Your task is to extract the lines from the one holding "on the beige" through the end of the material. Set them down exactly and add nothing.

DATASET ROWS:

┏━━

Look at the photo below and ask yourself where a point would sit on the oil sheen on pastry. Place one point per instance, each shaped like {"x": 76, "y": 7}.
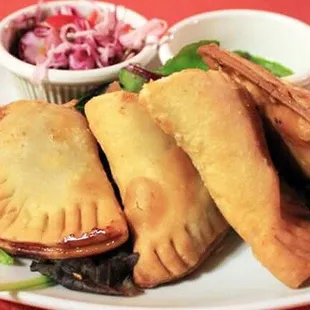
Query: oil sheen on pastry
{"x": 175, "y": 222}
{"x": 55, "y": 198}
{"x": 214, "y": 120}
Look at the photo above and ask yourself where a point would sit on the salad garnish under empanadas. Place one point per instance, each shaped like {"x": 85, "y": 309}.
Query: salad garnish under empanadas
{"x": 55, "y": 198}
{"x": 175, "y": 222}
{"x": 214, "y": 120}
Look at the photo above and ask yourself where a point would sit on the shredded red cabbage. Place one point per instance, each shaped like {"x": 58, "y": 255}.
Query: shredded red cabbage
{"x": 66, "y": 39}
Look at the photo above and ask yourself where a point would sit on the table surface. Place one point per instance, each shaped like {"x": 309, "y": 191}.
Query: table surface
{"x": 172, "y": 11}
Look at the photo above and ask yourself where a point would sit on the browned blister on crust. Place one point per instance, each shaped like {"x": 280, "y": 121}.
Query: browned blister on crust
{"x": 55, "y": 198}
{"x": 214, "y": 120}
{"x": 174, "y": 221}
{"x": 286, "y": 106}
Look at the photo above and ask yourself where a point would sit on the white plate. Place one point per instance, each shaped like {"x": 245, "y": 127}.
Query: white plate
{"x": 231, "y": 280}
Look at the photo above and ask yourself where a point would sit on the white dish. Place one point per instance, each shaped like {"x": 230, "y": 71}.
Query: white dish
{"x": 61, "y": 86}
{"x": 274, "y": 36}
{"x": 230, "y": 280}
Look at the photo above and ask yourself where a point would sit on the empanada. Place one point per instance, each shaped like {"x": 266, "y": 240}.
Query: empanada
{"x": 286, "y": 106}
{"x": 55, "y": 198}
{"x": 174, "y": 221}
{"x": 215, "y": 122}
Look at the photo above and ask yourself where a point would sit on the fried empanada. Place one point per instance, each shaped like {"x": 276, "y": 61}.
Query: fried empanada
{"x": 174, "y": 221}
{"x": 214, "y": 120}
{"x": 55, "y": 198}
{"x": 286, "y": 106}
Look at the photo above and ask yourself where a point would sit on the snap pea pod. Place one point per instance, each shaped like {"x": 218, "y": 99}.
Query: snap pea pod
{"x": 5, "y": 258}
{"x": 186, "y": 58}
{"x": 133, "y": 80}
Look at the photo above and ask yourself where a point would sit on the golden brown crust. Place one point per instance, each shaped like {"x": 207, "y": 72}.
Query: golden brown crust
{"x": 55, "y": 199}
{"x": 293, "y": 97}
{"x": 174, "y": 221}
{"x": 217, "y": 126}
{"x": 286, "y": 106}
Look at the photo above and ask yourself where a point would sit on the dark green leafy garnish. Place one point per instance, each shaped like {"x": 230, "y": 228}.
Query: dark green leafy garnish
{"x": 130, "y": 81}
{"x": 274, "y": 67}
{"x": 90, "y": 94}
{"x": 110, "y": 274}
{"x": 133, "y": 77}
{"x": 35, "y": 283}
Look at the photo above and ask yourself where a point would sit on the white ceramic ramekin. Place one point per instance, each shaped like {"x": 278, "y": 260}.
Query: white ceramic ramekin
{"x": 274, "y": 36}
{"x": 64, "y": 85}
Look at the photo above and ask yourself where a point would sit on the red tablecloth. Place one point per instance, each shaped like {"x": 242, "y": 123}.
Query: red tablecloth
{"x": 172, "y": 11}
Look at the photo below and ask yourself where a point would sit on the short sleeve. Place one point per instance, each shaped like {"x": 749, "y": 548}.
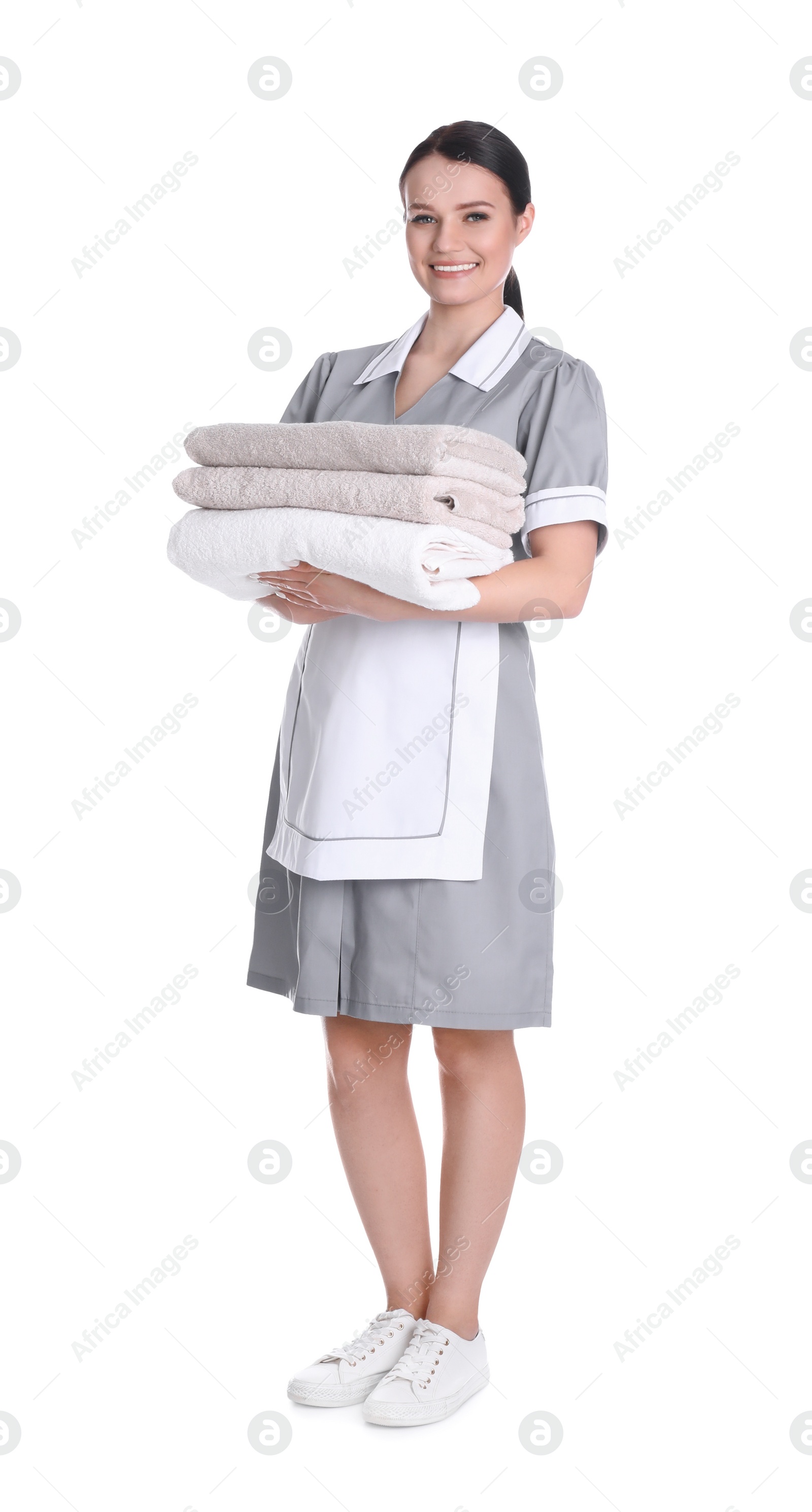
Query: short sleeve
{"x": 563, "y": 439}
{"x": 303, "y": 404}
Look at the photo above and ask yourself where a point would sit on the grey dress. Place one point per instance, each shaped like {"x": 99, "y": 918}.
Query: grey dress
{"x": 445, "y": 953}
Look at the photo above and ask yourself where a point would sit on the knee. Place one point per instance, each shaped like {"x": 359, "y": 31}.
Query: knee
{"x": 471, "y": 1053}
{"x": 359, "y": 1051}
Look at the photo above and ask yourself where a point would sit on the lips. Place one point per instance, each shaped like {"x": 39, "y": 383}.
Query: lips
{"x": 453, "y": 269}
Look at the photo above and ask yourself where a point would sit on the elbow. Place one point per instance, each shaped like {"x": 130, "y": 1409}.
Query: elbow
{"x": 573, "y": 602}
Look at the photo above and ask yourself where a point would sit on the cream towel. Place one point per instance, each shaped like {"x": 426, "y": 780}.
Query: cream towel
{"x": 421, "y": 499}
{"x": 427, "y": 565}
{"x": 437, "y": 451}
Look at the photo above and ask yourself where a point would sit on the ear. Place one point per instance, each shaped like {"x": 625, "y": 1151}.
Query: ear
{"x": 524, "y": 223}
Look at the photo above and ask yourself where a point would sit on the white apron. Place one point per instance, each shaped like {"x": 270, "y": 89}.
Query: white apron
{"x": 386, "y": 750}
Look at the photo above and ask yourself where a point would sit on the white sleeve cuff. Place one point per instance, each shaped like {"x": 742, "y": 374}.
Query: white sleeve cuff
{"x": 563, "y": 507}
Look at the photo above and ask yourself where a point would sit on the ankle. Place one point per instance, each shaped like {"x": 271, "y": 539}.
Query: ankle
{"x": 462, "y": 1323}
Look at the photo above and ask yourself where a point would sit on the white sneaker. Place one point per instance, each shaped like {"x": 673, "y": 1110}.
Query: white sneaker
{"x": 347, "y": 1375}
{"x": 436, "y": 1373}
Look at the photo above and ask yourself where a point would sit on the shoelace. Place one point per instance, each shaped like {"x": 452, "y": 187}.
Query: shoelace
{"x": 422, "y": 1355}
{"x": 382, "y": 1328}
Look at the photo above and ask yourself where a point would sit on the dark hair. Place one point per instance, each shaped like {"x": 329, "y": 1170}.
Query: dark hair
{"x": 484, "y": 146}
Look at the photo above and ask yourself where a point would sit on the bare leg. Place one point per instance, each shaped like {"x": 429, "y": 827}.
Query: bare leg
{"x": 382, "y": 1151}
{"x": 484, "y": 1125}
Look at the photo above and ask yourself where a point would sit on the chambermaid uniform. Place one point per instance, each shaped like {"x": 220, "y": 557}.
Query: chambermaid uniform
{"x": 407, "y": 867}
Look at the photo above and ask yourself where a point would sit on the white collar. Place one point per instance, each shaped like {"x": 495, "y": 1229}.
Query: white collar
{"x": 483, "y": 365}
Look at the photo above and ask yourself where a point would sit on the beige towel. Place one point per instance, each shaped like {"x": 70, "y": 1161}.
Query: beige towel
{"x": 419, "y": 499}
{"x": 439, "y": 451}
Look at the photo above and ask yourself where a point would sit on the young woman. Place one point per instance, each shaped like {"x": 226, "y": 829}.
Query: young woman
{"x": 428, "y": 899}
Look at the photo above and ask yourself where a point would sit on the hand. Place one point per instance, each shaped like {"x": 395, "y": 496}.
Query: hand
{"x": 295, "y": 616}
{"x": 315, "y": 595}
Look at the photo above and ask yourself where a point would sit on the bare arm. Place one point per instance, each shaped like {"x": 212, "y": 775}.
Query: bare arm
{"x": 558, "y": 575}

┗━━

COMPLETE ANSWER:
Look at the photo above and ask yourself where a point would sit on the beige towel. Place one point per instance, each shaped like {"x": 70, "y": 1161}.
Query: beige towel
{"x": 419, "y": 499}
{"x": 439, "y": 451}
Look at the photo above and ask yourself where a point would sit on the young woman. Place one point per instance, each shaped like {"x": 226, "y": 829}.
Query: young woman
{"x": 428, "y": 899}
Look at the photo above and ask yourself where a point would sit on the hand. Place one point per instance, each shaped like {"x": 395, "y": 496}.
Query: hand
{"x": 295, "y": 616}
{"x": 315, "y": 595}
Look at the photo above and ask yourself where a point would sit on the bare arm. Place one point per instance, each shaped like {"x": 212, "y": 775}.
Query: bare arm
{"x": 558, "y": 575}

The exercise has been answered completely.